**Given data**.
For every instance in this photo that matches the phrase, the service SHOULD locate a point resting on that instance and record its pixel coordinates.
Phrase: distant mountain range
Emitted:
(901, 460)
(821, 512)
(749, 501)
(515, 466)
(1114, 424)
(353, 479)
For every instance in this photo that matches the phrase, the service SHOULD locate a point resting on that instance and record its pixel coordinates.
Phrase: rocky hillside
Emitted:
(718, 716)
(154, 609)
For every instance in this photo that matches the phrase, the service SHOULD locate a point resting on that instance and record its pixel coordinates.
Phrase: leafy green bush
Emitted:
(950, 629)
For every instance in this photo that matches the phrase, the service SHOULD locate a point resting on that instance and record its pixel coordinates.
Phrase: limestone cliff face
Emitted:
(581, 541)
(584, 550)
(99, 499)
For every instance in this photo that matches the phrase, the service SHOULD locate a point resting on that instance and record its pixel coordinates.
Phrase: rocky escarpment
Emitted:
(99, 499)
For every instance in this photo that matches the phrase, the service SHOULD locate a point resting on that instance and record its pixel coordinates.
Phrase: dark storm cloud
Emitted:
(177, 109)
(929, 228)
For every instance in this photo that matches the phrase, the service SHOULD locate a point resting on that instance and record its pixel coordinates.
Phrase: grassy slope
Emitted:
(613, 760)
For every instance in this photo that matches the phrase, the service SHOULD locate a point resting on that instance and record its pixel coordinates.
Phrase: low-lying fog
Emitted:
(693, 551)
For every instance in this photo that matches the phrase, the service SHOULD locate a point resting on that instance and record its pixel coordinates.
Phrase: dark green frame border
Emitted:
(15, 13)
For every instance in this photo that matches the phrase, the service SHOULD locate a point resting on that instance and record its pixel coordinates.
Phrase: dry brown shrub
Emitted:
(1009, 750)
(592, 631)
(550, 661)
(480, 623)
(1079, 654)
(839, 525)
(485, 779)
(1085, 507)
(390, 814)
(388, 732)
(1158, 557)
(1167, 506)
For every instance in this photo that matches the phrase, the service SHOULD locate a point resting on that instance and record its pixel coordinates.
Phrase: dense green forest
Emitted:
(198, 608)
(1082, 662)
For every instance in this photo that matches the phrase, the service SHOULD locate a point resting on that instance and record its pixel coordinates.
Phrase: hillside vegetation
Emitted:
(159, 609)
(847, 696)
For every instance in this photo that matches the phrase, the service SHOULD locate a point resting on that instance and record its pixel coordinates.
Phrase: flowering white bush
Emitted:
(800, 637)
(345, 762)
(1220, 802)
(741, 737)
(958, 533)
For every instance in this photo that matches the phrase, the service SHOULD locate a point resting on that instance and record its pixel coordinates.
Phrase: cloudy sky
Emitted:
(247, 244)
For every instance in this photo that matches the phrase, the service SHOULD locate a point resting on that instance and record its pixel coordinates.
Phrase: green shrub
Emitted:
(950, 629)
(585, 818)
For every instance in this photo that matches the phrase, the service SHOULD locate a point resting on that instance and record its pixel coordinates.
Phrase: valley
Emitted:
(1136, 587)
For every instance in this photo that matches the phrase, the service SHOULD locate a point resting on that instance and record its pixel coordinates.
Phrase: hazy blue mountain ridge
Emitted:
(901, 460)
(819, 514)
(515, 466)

**Aim of the exercise**. Report every line of the material above that contains the string "dark", matching case exactly.

**Exercise answer**.
Phrase: dark storm cloud
Phrase: dark green frame border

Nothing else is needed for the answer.